Défi 1 ▸
Dans le texte ci-dessous sur la traversée de l'Atlantique, pourquoi l'autrice conseille-t-elle malgré tout un tel voyage ? Appuyez-vous sur les raisons qu'elle avance.

※ ※ ※

Survivre à une traversée de l’Atlantique

Par Adèle Smith

On me demande parfois si la vie en bateau est toujours aussi idyllique que je le raconte. Aventure, découverte, rencontres, farniente…et la peur ? me demande-t-on, les galères, les frustrations ? Adeptes de Schadenfreude rassurez-vous, la croisière ne s’amuse pas tous les jours sur Moon River. Episode 1.

Il y a les escales déprimantes, le mauvais temps, le pain moisi, les semaines en mer sans douche, ni wifi, la fatigue et le reste de l’équipage à supporter ! Pourtant, je ne saurais trop conseiller une traversée de l’Atlantique. Un voyage en haute mer a des vertus quasi illimitées. En équipage réduit, c’est une épreuve, mais une épreuve libératrice. Un test idéal pour le couple, une excellente manière de remettre les pendules à l’heure chez les enfants, de se maintenir en forme et de relativiser les petits tracas du quotidien du genre dégâts des eaux. Sans parler de la sérénité passagère qu’il offre à l’homo connectus du XXIème siècle.

※ ※ ※

Défi 2 ▸
Relevez toutes les lignes du listing qui contiennent la chaîne « cluster ». La casse compte.

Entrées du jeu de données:
※ ※ ※

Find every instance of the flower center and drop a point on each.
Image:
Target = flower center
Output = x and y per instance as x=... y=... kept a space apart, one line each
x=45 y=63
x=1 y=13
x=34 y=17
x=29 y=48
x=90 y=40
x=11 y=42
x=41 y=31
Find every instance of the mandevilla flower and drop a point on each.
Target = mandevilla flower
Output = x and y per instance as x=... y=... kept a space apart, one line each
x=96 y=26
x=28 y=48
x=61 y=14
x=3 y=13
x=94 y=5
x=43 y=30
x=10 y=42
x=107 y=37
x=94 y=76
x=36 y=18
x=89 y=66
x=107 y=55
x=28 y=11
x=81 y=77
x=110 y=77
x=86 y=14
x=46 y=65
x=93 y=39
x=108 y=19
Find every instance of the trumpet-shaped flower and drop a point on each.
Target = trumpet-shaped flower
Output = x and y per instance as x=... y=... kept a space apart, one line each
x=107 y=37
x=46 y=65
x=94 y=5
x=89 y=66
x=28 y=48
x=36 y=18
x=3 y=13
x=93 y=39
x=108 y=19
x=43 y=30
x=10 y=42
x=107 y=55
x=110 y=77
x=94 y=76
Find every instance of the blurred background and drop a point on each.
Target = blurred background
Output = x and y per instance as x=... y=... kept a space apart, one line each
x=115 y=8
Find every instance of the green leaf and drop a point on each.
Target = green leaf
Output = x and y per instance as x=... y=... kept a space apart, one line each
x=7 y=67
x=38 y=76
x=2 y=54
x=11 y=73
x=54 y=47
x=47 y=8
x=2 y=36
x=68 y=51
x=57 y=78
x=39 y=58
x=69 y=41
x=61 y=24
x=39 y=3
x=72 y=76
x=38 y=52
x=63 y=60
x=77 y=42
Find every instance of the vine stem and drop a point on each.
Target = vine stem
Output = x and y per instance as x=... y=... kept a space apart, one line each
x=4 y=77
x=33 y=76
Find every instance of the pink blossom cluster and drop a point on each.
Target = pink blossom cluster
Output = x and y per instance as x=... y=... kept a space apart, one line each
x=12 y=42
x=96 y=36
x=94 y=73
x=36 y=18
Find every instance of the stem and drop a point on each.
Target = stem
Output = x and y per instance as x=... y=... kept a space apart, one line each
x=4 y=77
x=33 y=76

※ ※ ※

Solution 1 ▸
Elle estime qu'un voyage en haute mer a des vertus quasi illimitées. En équipage réduit, c'est une épreuve, mais une épreuve libératrice. C'est un test idéal pour le couple et une excellente manière de remettre les pendules à l'heure chez les enfants. Il permet aussi de se maintenir en forme et de relativiser les petits tracas du quotidien, comme les dégâts des eaux. Enfin, il offre une sérénité passagère à l'homo connectus du XXIème siècle.

Solution 2 ▸
Find every instance of the pink blossom cluster and drop a point on each.
Target = pink blossom cluster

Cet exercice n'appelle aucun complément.